Challenge:
Reproduce all of the data below word for word, omitting the pictures from your answer.

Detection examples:
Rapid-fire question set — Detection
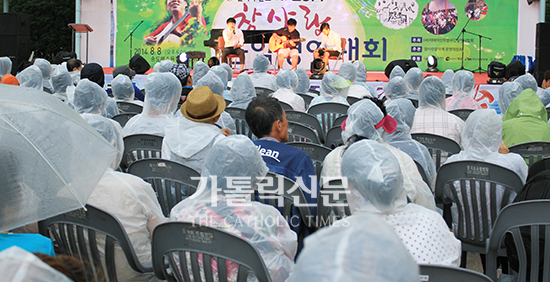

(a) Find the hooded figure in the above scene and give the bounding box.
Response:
[122,72,181,137]
[405,68,424,101]
[386,99,437,190]
[229,72,256,110]
[170,135,297,281]
[321,99,435,210]
[34,59,53,94]
[15,66,44,91]
[250,55,279,91]
[271,70,315,112]
[445,70,481,111]
[411,76,464,147]
[287,214,419,282]
[445,110,528,240]
[342,140,462,267]
[502,88,550,147]
[309,72,351,108]
[82,114,167,281]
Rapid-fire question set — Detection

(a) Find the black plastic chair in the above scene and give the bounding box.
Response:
[128,159,200,217]
[287,121,321,144]
[486,200,550,282]
[420,264,496,282]
[153,222,271,282]
[449,109,474,121]
[508,141,550,166]
[116,101,143,114]
[38,205,153,281]
[120,134,164,171]
[411,133,460,170]
[285,111,325,143]
[111,113,137,127]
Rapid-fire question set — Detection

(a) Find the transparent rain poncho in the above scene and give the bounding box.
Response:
[250,55,279,91]
[384,76,409,100]
[287,214,419,282]
[386,99,437,190]
[405,68,424,101]
[342,140,462,266]
[170,135,297,281]
[15,65,44,91]
[271,70,306,112]
[229,72,256,110]
[445,70,481,111]
[122,72,181,137]
[0,57,12,78]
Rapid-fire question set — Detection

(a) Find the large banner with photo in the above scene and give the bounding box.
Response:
[116,0,518,71]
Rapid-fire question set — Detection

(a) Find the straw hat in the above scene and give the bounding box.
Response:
[180,86,225,122]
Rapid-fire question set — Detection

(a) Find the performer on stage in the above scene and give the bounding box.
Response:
[272,18,300,70]
[222,18,244,72]
[313,23,342,66]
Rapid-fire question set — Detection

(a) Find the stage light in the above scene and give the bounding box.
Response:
[426,55,439,72]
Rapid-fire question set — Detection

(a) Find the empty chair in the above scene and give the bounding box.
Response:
[38,205,153,281]
[128,159,200,217]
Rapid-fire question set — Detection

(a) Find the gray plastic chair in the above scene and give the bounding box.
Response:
[435,161,523,266]
[325,126,344,149]
[449,109,474,121]
[486,200,550,282]
[411,133,460,170]
[120,134,164,171]
[285,111,325,143]
[420,264,496,282]
[287,121,321,144]
[38,205,153,281]
[508,141,550,166]
[128,159,200,217]
[307,102,349,132]
[111,113,137,127]
[116,101,143,114]
[153,222,271,282]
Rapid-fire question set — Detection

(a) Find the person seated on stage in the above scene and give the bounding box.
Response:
[143,0,206,45]
[250,54,279,91]
[313,23,342,67]
[445,70,481,111]
[272,18,300,70]
[342,140,462,267]
[271,70,306,112]
[222,18,245,72]
[162,87,230,173]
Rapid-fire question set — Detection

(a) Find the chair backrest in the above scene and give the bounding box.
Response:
[411,133,460,170]
[287,121,321,144]
[120,134,164,171]
[486,200,550,282]
[435,161,523,253]
[111,113,136,127]
[420,264,496,282]
[449,109,474,121]
[307,103,349,132]
[285,111,325,142]
[153,222,271,282]
[128,159,200,217]
[38,205,153,281]
[508,141,550,166]
[116,101,143,114]
[325,126,344,149]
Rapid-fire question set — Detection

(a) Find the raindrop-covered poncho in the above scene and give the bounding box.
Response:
[170,135,297,281]
[342,140,462,266]
[445,70,481,111]
[122,72,181,137]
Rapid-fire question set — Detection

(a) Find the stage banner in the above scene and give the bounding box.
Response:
[116,0,518,71]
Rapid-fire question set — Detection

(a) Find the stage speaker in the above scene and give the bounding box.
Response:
[384,60,418,78]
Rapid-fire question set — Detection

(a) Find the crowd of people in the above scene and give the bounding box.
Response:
[0,50,550,281]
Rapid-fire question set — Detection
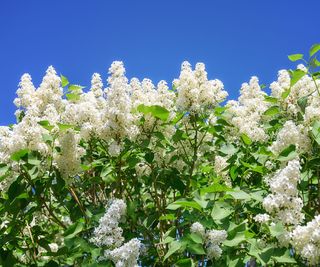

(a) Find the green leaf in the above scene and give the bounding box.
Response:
[159,213,177,221]
[281,88,291,99]
[163,241,182,261]
[264,95,278,104]
[263,106,280,116]
[167,199,202,211]
[220,144,238,156]
[64,221,84,239]
[66,93,80,101]
[288,54,303,62]
[269,223,285,237]
[57,123,74,131]
[223,232,246,247]
[272,249,297,263]
[241,161,263,174]
[309,44,320,57]
[310,57,320,68]
[68,84,85,91]
[11,149,29,161]
[201,183,232,194]
[228,189,252,200]
[174,259,195,267]
[60,74,69,87]
[0,164,10,177]
[297,96,308,113]
[188,244,206,255]
[38,120,54,132]
[137,104,170,121]
[312,121,320,145]
[189,233,203,244]
[211,202,233,221]
[290,69,306,87]
[240,133,252,145]
[278,145,298,161]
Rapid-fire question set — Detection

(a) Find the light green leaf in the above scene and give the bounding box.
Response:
[278,145,298,161]
[57,123,74,131]
[167,199,202,211]
[263,106,280,116]
[228,189,251,200]
[188,244,206,255]
[223,232,246,247]
[38,120,54,132]
[64,221,84,239]
[309,44,320,57]
[312,121,320,145]
[288,54,303,62]
[290,69,306,87]
[137,104,170,121]
[189,233,203,244]
[211,202,233,221]
[240,133,252,145]
[269,223,285,237]
[163,241,182,261]
[11,149,29,161]
[174,258,195,267]
[66,93,80,101]
[68,84,85,91]
[201,183,232,194]
[60,74,69,87]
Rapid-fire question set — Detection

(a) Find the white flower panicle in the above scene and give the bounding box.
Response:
[54,131,85,181]
[206,230,228,259]
[227,76,269,141]
[104,238,141,267]
[291,215,320,266]
[190,222,228,259]
[90,73,103,97]
[190,222,206,238]
[14,73,36,108]
[214,155,232,186]
[173,61,228,113]
[90,199,127,248]
[270,120,311,155]
[253,213,270,223]
[257,159,304,226]
[270,64,316,116]
[100,61,139,145]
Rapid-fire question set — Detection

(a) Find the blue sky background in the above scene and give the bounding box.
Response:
[0,0,320,125]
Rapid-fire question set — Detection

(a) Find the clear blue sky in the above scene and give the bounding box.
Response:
[0,0,320,125]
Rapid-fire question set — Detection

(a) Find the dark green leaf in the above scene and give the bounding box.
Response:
[288,54,303,62]
[60,74,69,87]
[290,69,306,87]
[263,106,280,116]
[309,44,320,57]
[11,149,29,161]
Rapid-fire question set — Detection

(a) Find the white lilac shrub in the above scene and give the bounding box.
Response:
[0,44,320,267]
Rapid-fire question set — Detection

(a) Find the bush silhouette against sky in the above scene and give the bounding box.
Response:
[0,0,320,125]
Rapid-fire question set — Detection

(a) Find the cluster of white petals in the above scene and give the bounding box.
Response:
[257,159,304,226]
[190,222,228,259]
[173,61,228,112]
[227,77,269,141]
[270,120,311,155]
[291,215,320,266]
[90,199,141,267]
[104,238,141,267]
[270,64,316,116]
[90,199,127,247]
[54,131,85,181]
[214,155,232,186]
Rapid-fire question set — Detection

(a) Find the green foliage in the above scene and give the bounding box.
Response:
[0,44,320,267]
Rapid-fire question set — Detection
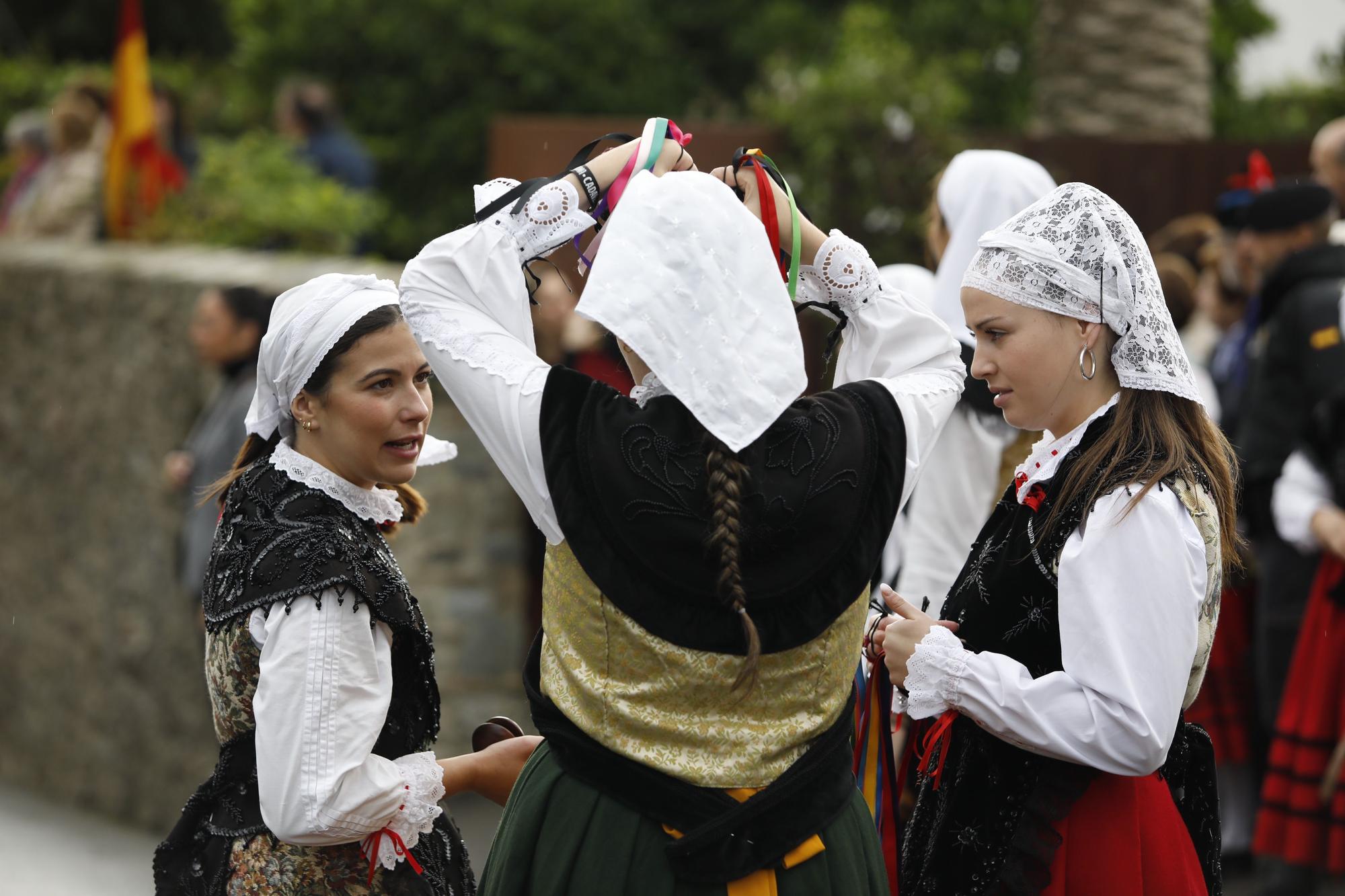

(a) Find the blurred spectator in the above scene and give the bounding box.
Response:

Solved exercise:
Rapid-fire question set — Detection

(a) Find the hooded figure in the above scene and give the bounding box.
Response:
[122,72,181,137]
[405,68,424,101]
[386,99,437,190]
[229,72,256,110]
[170,135,297,281]
[321,99,435,210]
[34,59,53,94]
[15,66,44,91]
[250,55,279,91]
[271,70,315,112]
[445,70,481,111]
[411,76,464,147]
[287,214,419,282]
[445,110,528,240]
[342,140,462,267]
[502,88,550,147]
[309,72,351,108]
[82,114,167,281]
Rapid-fire question set — Detection

(a) Find the black plastic chair in the above scene and give the bounding box.
Response:
[128,159,200,217]
[287,121,321,144]
[486,200,550,282]
[420,264,496,282]
[153,222,271,282]
[449,109,474,121]
[508,141,550,166]
[116,101,143,114]
[38,205,153,281]
[120,134,164,171]
[411,133,460,170]
[285,111,325,143]
[111,113,137,127]
Rapid-fire question set — Detection

(a) Find the transparent rain poncho in the above scene and give the bounding box.
Response:
[250,55,279,91]
[384,76,409,100]
[287,214,419,282]
[386,99,437,190]
[405,68,424,101]
[342,140,462,266]
[170,135,297,281]
[15,65,44,91]
[271,70,306,112]
[229,72,256,110]
[445,70,481,111]
[122,72,181,137]
[0,57,12,78]
Rapid-fire question set — Detection

(a) Find the large banner with photo in the above scene and give the bounding box.
Response:
[116,0,518,71]
Rapid-fire question set — Detection

(a) Find the straw hat in the above scene and give the bounding box.
Response:
[180,86,225,122]
Rapid-fire question set — Detection

(a) Find the performer on stage in the above scene and give the bounding box.
Response:
[272,18,300,70]
[222,18,244,72]
[313,23,342,66]
Rapid-fire question set — Detection

(a) Find the stage light in the above scene and give the bounding box.
Response:
[426,55,439,72]
Rapid-fire question set — Detection

(a) Find the empty chair in the above scene and give the bounding box.
Response:
[38,205,153,281]
[128,159,200,217]
Rapid-fire question set — Detection

(a) Find the gray plastic chair in the above scene and give the bounding box.
Response:
[435,161,523,266]
[325,126,344,149]
[449,109,474,121]
[486,200,550,282]
[411,133,460,170]
[120,134,164,171]
[285,111,325,143]
[420,264,496,282]
[287,121,321,144]
[38,205,153,281]
[508,141,550,166]
[128,159,200,217]
[307,102,349,132]
[111,113,137,127]
[116,101,143,114]
[153,222,271,282]
Rapid-fire question set — Detection

(a) Find the person seated on stage in the above scene and give the bounding box.
Response:
[143,0,206,45]
[250,54,279,91]
[313,23,342,67]
[445,70,481,111]
[272,18,300,70]
[342,140,462,267]
[271,70,306,112]
[222,18,245,72]
[162,87,230,173]
Rapid-fire question set — Detection

(a) Find the chair backrest in the above scene and give the bounding box.
Response:
[411,133,460,170]
[287,121,321,144]
[120,134,164,171]
[486,200,550,282]
[435,161,523,253]
[111,113,136,127]
[420,264,496,282]
[449,109,474,121]
[307,103,349,132]
[285,111,325,142]
[153,222,271,282]
[128,159,200,217]
[38,205,153,281]
[508,141,550,166]
[116,101,143,114]
[325,126,344,149]
Rapid-fire question set — Detection

(a) Find the raindrop-covered poncho in the above scene and give the bounding box.
Response:
[170,135,297,281]
[342,140,462,266]
[445,70,481,111]
[122,72,181,137]
Rapid-fire question set — Detection

(a) Find the stage banner in the above scene and give the bounding box.
Response:
[116,0,518,71]
Rapid-fire question set — Detection

(a) Find the stage speaker in the above scene and give the bounding box.
Response:
[384,60,418,78]
Rapid-fire question set — Detection

(a) Find the crowd of people in the above scene and give the bounding box.
Response:
[0,50,550,281]
Rapid-fire question set — Detection

(a) Find the green leaf in the above scene and give the bounding box.
Response:
[159,213,177,221]
[281,88,291,99]
[163,241,182,261]
[264,95,278,104]
[263,106,280,116]
[167,199,202,211]
[220,144,238,156]
[64,221,84,239]
[66,93,80,101]
[288,54,303,62]
[269,223,285,237]
[57,123,74,131]
[223,232,246,247]
[272,249,297,263]
[241,161,263,174]
[309,44,320,57]
[310,57,320,68]
[68,84,85,91]
[11,149,29,161]
[201,183,232,194]
[228,189,252,200]
[174,259,195,267]
[60,74,69,87]
[0,164,10,177]
[297,96,308,113]
[188,244,206,255]
[38,120,54,132]
[137,104,170,121]
[312,121,320,145]
[189,233,203,244]
[211,202,233,221]
[290,69,306,87]
[240,133,252,145]
[278,145,298,161]
Rapid-fire question set — Detection

(a) Find the light green leaf in the above scene and give the bounding box.
Response:
[278,145,298,161]
[57,123,74,131]
[167,199,202,211]
[263,106,280,116]
[228,189,251,200]
[188,244,206,255]
[223,232,246,247]
[38,120,54,132]
[64,221,84,239]
[309,44,320,57]
[312,121,320,145]
[288,54,303,62]
[290,69,306,87]
[137,104,170,121]
[189,233,203,244]
[211,202,233,221]
[240,133,252,145]
[269,223,285,237]
[163,241,182,261]
[11,149,29,161]
[174,258,195,267]
[66,93,80,101]
[68,84,85,91]
[201,183,232,194]
[60,74,69,87]
Rapid-fire question set — Detection

(a) Find the white flower panicle in the above scene and give the bounding box.
Response:
[54,131,85,181]
[206,230,228,259]
[227,76,269,141]
[104,238,141,267]
[291,215,320,266]
[190,222,228,259]
[90,73,103,97]
[190,222,206,238]
[14,73,36,108]
[214,155,232,186]
[173,61,228,113]
[90,199,127,248]
[270,120,311,155]
[253,213,270,223]
[257,159,304,226]
[270,64,316,116]
[100,61,139,145]
Rapid-fire question set — Detection

(a) Find the blue sky background in the above scene and give the bounding box.
Response:
[0,0,320,125]
Rapid-fire question set — Detection

(a) Find the clear blue sky in the above scene and give the bounding box.
Response:
[0,0,320,125]
Rapid-fire question set — Detection

(a) Find the dark green leaf in the above scene and give the bounding box.
Response:
[288,54,303,62]
[60,74,69,87]
[290,69,306,87]
[263,106,280,116]
[309,44,320,57]
[11,149,29,161]
Rapid-fire question set — Detection

(a) Find the white lilac shrub in the above scene and give the bounding box.
Response:
[0,44,320,267]
Rapid-fire question set — Detection

(a) Find the bush silhouette against sky in the above scene and give the bounding box.
Response:
[0,0,320,125]
Rapid-fire question set — Detection

(a) Find the cluster of white petals in the above scene and give the bounding box.
Response:
[257,159,304,226]
[190,222,228,259]
[173,61,228,112]
[227,77,269,141]
[270,120,311,155]
[291,215,320,266]
[90,199,141,267]
[104,238,141,267]
[270,64,316,116]
[90,199,127,247]
[54,131,85,181]
[214,155,232,186]
Rapid-fire question set — Detection

(a) Find the green foliage in the above scene and give the bounding box.
Response:
[0,44,320,267]
Rapid-fire question set — Detection

(a) Find the blurred spectator in the above scene and give the bounding box.
Response:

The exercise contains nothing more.